_Point placement listing:_
▼▼▼
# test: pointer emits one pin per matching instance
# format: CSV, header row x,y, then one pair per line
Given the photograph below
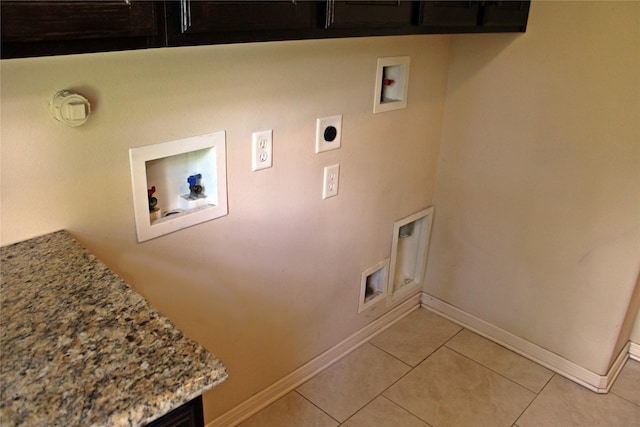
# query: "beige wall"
x,y
276,282
537,225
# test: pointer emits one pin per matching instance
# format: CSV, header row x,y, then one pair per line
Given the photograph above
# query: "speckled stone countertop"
x,y
79,347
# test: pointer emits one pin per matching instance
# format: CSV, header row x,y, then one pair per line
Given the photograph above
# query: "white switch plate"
x,y
330,181
328,133
261,150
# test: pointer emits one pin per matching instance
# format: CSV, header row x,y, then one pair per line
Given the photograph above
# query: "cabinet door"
x,y
245,16
60,20
188,415
449,13
506,14
368,14
57,27
473,16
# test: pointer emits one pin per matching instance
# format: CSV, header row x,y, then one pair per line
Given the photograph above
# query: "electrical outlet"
x,y
261,150
330,181
328,133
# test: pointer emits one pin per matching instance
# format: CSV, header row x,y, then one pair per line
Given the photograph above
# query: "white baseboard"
x,y
546,358
283,386
634,351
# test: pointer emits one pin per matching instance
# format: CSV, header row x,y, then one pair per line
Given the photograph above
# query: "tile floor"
x,y
427,371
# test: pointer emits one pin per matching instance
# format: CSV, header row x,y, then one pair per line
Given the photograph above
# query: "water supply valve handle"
x,y
153,202
194,187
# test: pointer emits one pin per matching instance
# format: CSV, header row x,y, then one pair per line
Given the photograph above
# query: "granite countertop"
x,y
79,347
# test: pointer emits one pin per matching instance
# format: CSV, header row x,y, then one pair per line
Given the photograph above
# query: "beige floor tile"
x,y
290,410
627,385
449,389
349,384
416,336
563,403
501,360
383,413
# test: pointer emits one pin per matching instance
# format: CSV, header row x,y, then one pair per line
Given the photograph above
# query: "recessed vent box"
x,y
409,251
178,184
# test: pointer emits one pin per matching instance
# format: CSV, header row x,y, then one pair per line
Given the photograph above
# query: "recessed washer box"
x,y
178,184
409,251
392,84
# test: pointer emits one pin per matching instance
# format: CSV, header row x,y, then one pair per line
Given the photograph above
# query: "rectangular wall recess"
x,y
178,184
373,285
392,84
409,253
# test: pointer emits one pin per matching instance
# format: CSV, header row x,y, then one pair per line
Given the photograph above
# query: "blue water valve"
x,y
194,186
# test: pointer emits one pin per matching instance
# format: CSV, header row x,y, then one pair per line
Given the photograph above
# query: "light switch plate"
x,y
328,133
330,181
261,150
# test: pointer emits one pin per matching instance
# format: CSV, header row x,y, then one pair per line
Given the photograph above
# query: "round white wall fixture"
x,y
70,108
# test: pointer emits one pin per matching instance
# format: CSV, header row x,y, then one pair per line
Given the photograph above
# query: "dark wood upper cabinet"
x,y
211,22
363,14
473,16
211,16
55,27
51,27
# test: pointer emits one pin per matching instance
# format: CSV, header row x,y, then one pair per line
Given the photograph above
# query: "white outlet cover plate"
x,y
321,125
330,181
261,150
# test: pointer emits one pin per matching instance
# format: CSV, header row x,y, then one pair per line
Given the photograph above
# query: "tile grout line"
x,y
316,406
411,370
494,371
534,399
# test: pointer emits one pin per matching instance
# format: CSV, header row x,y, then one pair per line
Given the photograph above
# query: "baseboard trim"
x,y
546,358
634,351
283,386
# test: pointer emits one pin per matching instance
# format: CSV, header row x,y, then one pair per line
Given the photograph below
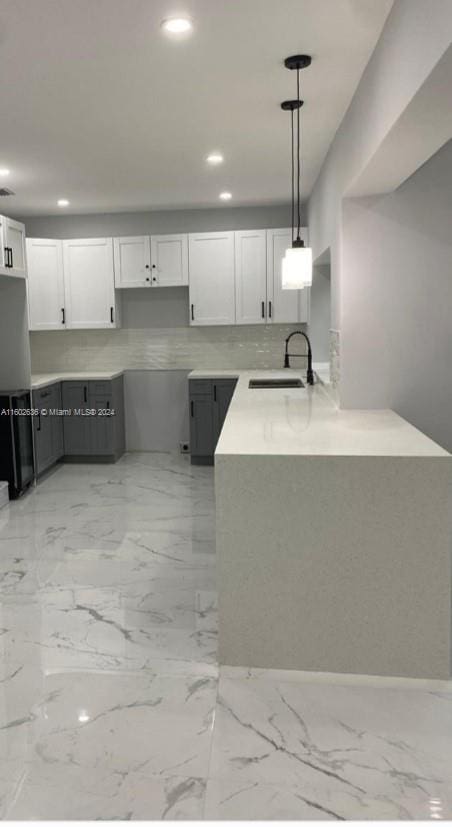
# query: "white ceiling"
x,y
98,106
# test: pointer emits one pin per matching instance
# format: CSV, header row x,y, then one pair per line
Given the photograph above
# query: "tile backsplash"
x,y
241,346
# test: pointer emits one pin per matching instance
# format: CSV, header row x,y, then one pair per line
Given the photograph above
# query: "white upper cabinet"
x,y
250,277
45,285
169,260
156,261
132,261
89,283
212,287
283,306
13,259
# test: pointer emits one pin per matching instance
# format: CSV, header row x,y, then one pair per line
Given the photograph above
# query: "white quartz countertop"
x,y
40,380
305,421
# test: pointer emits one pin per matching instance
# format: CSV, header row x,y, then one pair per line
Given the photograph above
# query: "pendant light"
x,y
296,270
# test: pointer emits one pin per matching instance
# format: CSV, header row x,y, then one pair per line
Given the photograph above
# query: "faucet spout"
x,y
309,372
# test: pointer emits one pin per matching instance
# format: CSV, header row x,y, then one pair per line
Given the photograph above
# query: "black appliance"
x,y
16,441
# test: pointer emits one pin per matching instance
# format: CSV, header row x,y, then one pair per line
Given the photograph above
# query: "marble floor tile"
x,y
96,636
154,724
72,793
359,751
110,703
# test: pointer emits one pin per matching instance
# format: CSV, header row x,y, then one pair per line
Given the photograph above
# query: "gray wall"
x,y
397,300
166,221
14,338
168,308
320,321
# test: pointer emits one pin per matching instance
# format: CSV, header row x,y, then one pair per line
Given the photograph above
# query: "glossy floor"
x,y
111,706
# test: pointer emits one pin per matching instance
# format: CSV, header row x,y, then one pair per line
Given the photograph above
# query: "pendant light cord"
x,y
293,178
298,156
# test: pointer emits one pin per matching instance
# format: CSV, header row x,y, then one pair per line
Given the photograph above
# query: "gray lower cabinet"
x,y
209,403
47,427
91,431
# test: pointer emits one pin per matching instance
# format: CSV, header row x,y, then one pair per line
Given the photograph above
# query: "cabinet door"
x,y
57,423
250,277
202,442
223,390
169,258
76,428
282,305
45,284
132,261
42,427
3,254
211,278
89,283
102,426
14,234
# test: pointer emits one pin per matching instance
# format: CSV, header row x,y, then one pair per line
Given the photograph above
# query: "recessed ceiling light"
x,y
215,158
177,25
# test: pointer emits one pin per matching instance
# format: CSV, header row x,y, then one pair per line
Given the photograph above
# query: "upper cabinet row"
x,y
151,261
70,284
13,260
233,278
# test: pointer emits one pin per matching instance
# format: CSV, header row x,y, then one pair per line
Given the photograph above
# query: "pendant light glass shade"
x,y
296,269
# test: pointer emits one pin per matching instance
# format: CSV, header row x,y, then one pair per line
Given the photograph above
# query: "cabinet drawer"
x,y
43,394
100,388
200,387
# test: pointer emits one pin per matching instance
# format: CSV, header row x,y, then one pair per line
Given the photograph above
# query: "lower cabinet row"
x,y
209,402
78,421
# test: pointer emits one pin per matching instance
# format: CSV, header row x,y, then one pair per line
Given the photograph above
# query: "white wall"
x,y
415,37
164,221
397,300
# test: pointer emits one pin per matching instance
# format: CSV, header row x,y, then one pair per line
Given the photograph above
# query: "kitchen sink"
x,y
275,383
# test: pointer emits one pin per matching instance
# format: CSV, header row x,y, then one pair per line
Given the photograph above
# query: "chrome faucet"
x,y
309,373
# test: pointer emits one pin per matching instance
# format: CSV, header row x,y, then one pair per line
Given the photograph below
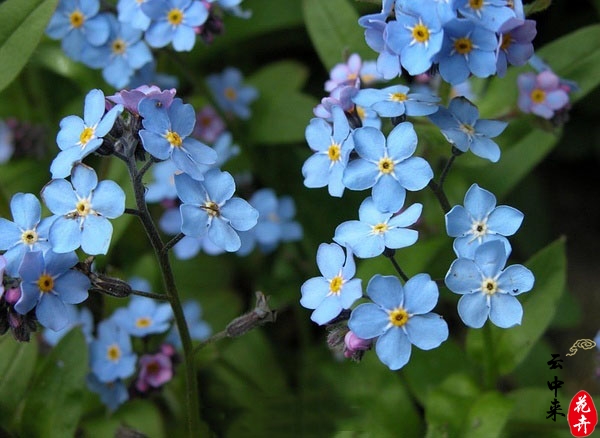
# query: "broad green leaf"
x,y
488,416
17,361
334,31
281,113
53,406
22,24
447,406
512,345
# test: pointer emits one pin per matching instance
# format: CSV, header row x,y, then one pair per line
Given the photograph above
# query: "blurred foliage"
x,y
282,380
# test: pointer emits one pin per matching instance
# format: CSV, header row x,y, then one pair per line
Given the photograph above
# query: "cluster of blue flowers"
x,y
120,42
352,149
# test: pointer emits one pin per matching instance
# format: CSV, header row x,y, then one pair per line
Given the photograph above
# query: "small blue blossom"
x,y
209,209
416,36
231,94
466,49
461,126
399,317
123,53
112,394
480,221
396,100
198,328
78,137
130,12
388,167
166,135
332,146
7,144
275,220
336,289
77,318
111,356
375,231
78,24
487,289
173,21
27,233
83,208
49,284
143,317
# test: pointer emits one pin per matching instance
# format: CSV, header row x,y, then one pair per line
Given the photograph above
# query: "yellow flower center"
x,y
175,16
113,353
386,165
489,286
506,41
379,228
463,45
29,237
335,285
174,139
119,46
398,317
83,208
212,208
476,4
397,97
334,152
230,93
538,96
420,33
86,135
76,18
143,322
45,283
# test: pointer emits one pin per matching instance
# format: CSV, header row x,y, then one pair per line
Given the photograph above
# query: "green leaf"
x,y
333,30
488,416
22,24
512,345
53,406
281,113
17,361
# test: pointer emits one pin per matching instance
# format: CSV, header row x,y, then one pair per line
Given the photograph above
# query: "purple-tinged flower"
x,y
515,44
155,370
27,233
487,288
480,221
143,317
78,24
375,231
396,100
130,99
541,94
78,137
463,128
112,394
174,21
166,135
111,356
416,36
332,146
49,284
83,207
232,96
399,317
336,289
467,49
209,125
387,165
209,209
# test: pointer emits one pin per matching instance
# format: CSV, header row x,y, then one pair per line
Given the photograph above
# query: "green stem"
x,y
193,403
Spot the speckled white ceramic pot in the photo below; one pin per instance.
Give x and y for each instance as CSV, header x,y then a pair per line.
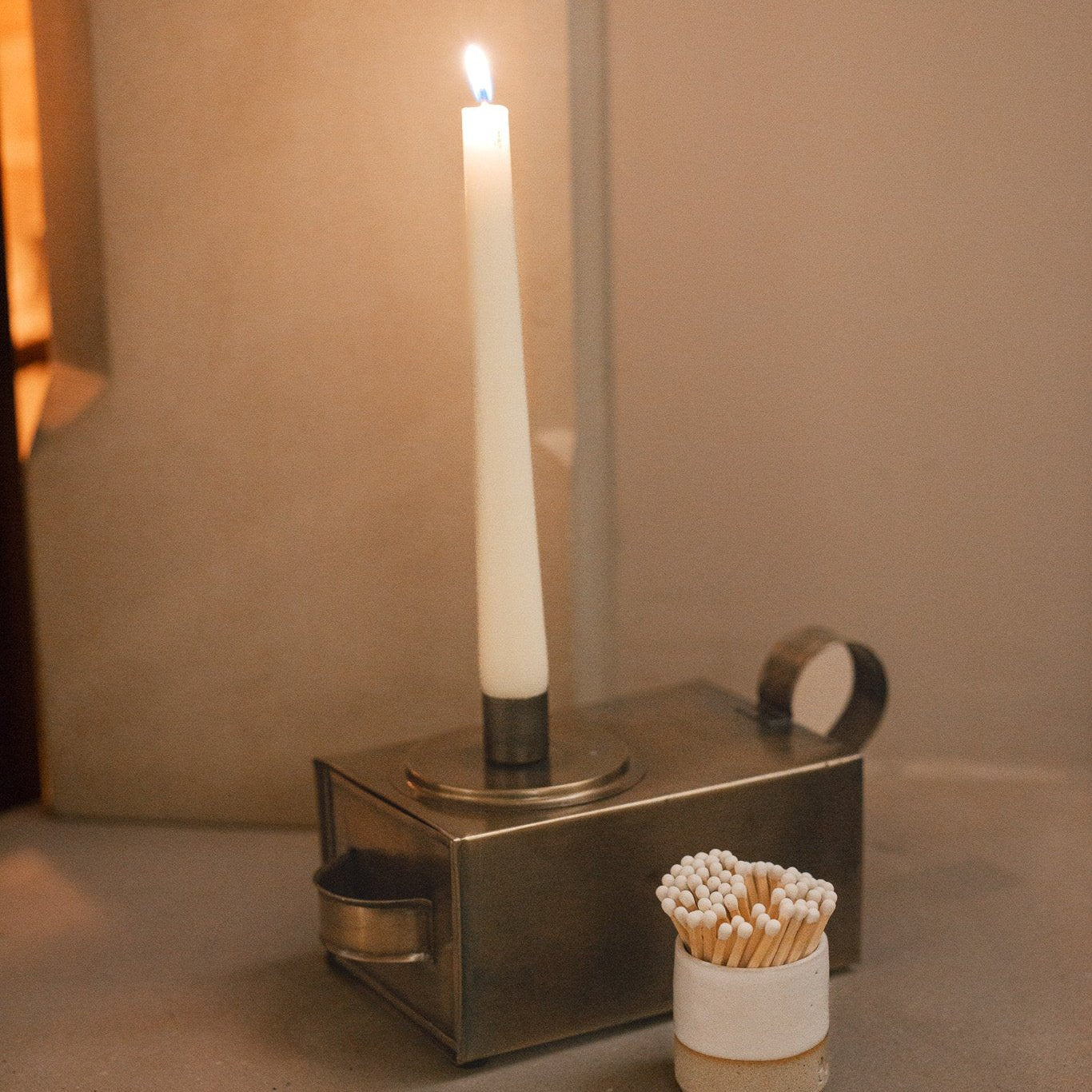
x,y
743,1030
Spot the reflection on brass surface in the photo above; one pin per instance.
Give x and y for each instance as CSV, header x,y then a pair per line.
x,y
580,767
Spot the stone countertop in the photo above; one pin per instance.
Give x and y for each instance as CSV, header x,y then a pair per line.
x,y
151,958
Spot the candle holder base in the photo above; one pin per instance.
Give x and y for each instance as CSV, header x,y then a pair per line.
x,y
507,907
582,766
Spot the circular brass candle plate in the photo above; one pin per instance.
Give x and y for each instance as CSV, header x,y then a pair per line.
x,y
581,767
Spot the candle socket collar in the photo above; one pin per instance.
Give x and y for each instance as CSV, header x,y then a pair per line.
x,y
516,730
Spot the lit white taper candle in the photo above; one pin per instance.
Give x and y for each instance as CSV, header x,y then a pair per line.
x,y
511,629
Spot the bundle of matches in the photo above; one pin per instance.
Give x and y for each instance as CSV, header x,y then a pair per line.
x,y
739,913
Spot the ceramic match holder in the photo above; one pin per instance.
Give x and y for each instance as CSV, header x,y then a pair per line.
x,y
504,907
751,1030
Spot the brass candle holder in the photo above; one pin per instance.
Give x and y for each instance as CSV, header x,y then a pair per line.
x,y
483,897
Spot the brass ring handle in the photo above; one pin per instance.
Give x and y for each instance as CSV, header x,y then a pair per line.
x,y
369,931
787,661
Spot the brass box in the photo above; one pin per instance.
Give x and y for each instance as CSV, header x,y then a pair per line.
x,y
500,928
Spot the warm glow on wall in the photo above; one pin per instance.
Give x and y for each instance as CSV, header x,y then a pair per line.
x,y
24,218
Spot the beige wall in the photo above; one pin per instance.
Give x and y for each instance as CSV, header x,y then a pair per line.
x,y
257,546
851,313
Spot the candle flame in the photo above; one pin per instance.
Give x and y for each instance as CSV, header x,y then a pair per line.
x,y
477,72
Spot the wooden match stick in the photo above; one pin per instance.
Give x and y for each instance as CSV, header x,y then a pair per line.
x,y
755,939
825,911
719,949
804,936
694,927
761,954
678,919
785,945
743,934
710,924
763,882
775,895
739,890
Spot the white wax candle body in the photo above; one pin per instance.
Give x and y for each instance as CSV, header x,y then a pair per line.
x,y
511,628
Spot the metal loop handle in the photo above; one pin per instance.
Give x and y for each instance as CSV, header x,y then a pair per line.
x,y
369,931
787,662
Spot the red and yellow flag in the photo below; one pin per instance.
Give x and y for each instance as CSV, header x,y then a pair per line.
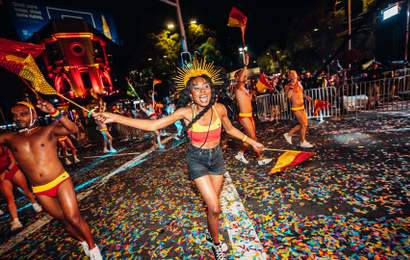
x,y
319,104
263,84
238,19
290,158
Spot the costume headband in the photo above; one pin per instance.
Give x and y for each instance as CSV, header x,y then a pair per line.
x,y
196,69
26,104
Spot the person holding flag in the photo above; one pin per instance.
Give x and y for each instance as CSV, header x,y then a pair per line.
x,y
10,176
244,101
294,92
204,120
35,150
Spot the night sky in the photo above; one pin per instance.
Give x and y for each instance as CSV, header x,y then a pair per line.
x,y
268,23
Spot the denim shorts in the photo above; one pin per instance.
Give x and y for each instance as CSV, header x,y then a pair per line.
x,y
203,162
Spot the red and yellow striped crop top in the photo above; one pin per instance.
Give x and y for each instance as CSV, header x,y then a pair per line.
x,y
199,133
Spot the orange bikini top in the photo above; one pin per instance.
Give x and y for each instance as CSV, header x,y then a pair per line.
x,y
200,133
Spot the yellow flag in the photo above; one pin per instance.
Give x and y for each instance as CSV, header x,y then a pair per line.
x,y
32,73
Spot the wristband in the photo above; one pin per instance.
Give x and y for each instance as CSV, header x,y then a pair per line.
x,y
56,115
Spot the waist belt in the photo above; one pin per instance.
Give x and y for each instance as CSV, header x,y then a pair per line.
x,y
60,178
245,114
298,108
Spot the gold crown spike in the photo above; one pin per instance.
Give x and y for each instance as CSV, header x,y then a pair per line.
x,y
197,69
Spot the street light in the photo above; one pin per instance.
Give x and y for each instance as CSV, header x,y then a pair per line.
x,y
243,49
175,3
170,26
390,11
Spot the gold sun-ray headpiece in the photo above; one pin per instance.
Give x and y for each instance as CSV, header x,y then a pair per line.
x,y
196,69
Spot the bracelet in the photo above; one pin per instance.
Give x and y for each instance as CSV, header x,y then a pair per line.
x,y
56,115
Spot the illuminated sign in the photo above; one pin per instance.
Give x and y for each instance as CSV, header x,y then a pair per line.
x,y
391,11
30,16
▲▲▲
_Exercise:_
Could you reproduce, word for word, the part of the listing that opens with the line containing "Spot the orange" and continues through the end of the listing?

_Result for this exercise:_
Spot the orange bikini top in the photo above; one pin per instance.
Give x and y for each instance as CSV, header x,y then a pair per line.
x,y
200,133
Spot the yellow flag in the photo above; one pin per instance.
Give x and y for each instance as CSV, header x,y then a pair per line.
x,y
32,73
Spot the wristband in the photo above; one pin per instance.
Give x and y for each instance as CSV, header x,y then a pair per line.
x,y
56,115
Spot the waist belt in the photo above; one pin per instance.
Give x and y for each instance as CSV, header x,y then a pair per line.
x,y
60,178
245,114
298,108
Spot the gold crown spike in the photo above; one pin per instance.
Give x and y for each instance as CSV, header x,y then a pair per line.
x,y
197,69
Spot the street light in the photo above; one pin per instance.
Give x and y for each instance as CSV, header x,y then a pair per line.
x,y
243,49
175,3
170,26
390,11
Spot the gold sun-ray headpiece in the photo above; one pin per instance.
Give x and y for each instance as CSV, header x,y then a pair per line.
x,y
196,69
Spot the bracelet in the photo above; one pin per instance.
Give x and y for each instance as CSV, header x,y then a pair per line.
x,y
56,115
Spot the illuminated sign in the photo above; one pin per instance.
Give x and y for each instance as CSV, header x,y then a pair per line.
x,y
391,11
30,16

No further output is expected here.